* **TASK DIRECTIONS**
Whenever a line in this data holds the word "patterned", report that line in full.

(SOURCE MATERIAL Opens)

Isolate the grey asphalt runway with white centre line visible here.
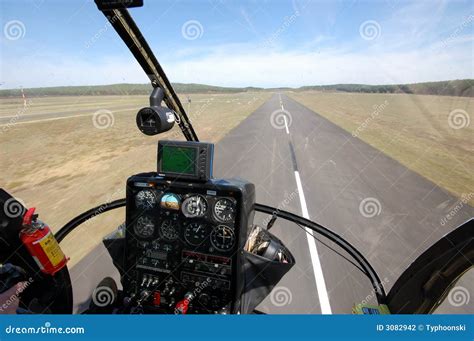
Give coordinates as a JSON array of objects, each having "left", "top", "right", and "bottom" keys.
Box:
[{"left": 71, "top": 94, "right": 474, "bottom": 314}]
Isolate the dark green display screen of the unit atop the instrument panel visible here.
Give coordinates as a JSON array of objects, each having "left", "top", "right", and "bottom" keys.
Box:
[{"left": 161, "top": 145, "right": 197, "bottom": 175}]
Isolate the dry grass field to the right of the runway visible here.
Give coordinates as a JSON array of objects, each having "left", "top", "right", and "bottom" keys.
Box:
[{"left": 288, "top": 91, "right": 474, "bottom": 205}]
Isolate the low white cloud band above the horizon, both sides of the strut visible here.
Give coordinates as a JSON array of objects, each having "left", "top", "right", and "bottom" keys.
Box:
[{"left": 2, "top": 37, "right": 474, "bottom": 88}]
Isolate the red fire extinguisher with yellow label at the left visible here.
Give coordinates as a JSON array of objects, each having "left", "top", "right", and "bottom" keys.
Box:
[{"left": 20, "top": 207, "right": 68, "bottom": 276}]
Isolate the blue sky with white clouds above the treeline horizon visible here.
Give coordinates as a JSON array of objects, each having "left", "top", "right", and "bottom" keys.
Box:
[{"left": 0, "top": 0, "right": 474, "bottom": 89}]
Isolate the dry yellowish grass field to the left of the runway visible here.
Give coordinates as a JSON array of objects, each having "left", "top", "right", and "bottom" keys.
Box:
[{"left": 0, "top": 92, "right": 270, "bottom": 264}]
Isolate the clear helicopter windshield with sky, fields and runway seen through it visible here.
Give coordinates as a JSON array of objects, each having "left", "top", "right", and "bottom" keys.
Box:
[{"left": 0, "top": 0, "right": 474, "bottom": 314}]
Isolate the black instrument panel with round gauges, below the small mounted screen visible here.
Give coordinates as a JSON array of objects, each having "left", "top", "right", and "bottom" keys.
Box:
[{"left": 123, "top": 176, "right": 254, "bottom": 313}]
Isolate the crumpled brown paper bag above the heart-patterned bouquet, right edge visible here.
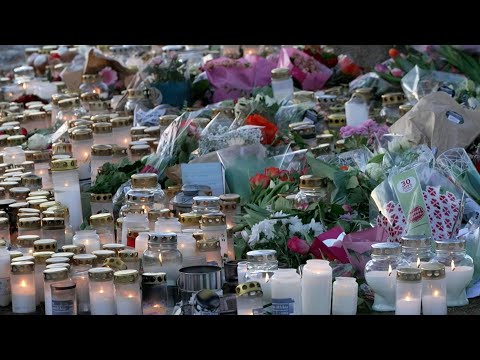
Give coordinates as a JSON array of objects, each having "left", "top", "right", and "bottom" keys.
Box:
[{"left": 390, "top": 91, "right": 480, "bottom": 154}]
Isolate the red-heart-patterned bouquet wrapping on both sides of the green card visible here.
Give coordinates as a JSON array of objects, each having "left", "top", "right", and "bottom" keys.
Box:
[{"left": 377, "top": 186, "right": 461, "bottom": 242}]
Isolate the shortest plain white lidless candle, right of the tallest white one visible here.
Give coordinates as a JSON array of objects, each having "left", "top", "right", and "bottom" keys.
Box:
[{"left": 332, "top": 277, "right": 358, "bottom": 315}]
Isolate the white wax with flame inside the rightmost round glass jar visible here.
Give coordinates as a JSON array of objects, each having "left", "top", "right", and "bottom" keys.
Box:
[{"left": 445, "top": 260, "right": 473, "bottom": 306}]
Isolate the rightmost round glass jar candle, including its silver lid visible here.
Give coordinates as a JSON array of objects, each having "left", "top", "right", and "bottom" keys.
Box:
[{"left": 432, "top": 239, "right": 473, "bottom": 306}]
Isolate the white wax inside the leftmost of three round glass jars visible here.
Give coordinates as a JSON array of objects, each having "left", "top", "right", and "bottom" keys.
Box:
[{"left": 365, "top": 270, "right": 397, "bottom": 311}]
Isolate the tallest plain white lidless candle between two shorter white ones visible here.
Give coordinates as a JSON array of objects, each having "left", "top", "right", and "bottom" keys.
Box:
[{"left": 302, "top": 260, "right": 332, "bottom": 315}]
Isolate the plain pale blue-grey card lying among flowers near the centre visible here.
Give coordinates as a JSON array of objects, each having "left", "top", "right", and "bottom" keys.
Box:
[{"left": 182, "top": 162, "right": 225, "bottom": 196}]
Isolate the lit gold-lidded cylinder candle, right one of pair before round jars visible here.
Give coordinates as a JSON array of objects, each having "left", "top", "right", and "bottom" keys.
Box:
[{"left": 421, "top": 263, "right": 447, "bottom": 315}]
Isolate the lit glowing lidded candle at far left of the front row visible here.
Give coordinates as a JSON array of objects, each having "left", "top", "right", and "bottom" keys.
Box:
[{"left": 10, "top": 261, "right": 36, "bottom": 314}]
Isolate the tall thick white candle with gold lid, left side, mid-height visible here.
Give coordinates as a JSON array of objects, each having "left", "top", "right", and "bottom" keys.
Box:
[{"left": 52, "top": 159, "right": 83, "bottom": 231}]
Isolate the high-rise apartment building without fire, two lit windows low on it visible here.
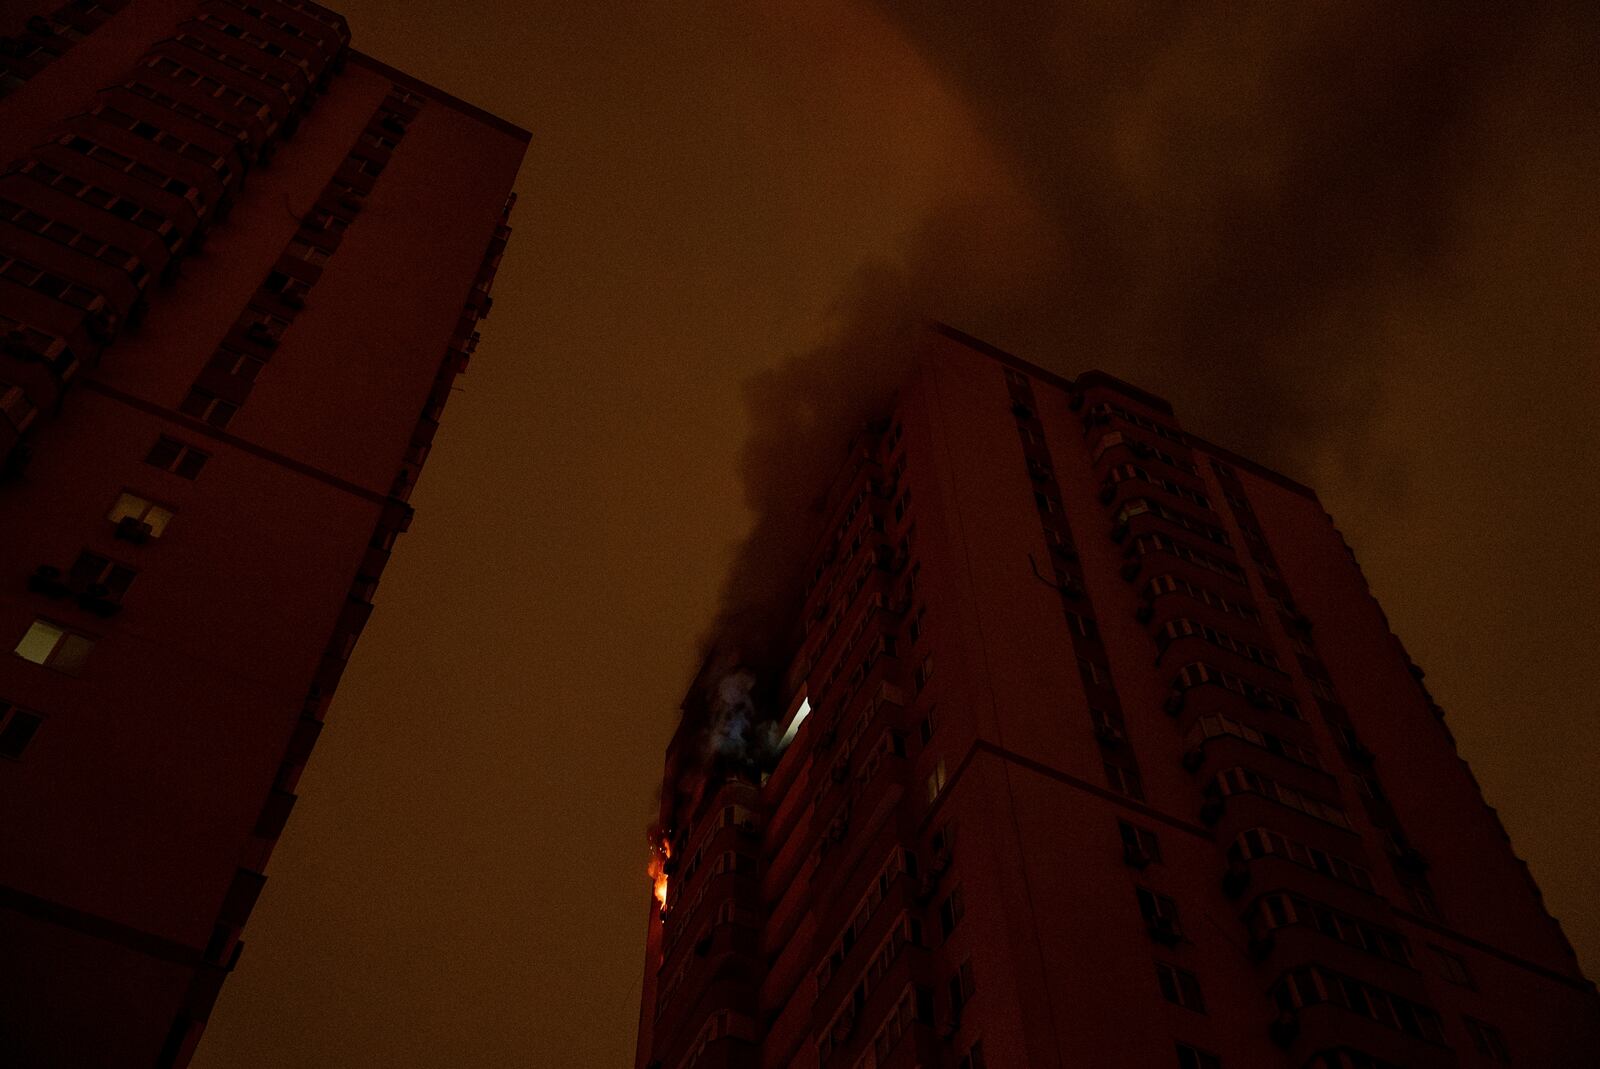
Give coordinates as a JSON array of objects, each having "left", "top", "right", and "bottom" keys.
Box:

(SOURCE MATERIAL Closes)

* **EXERCISE OUTPUT**
Isolate the crumpled brown paper bag above the heart-patterned bouquet, right edge visible here.
Isolate the red-heart-patterned bouquet wrapping on both sides of the green card visible here.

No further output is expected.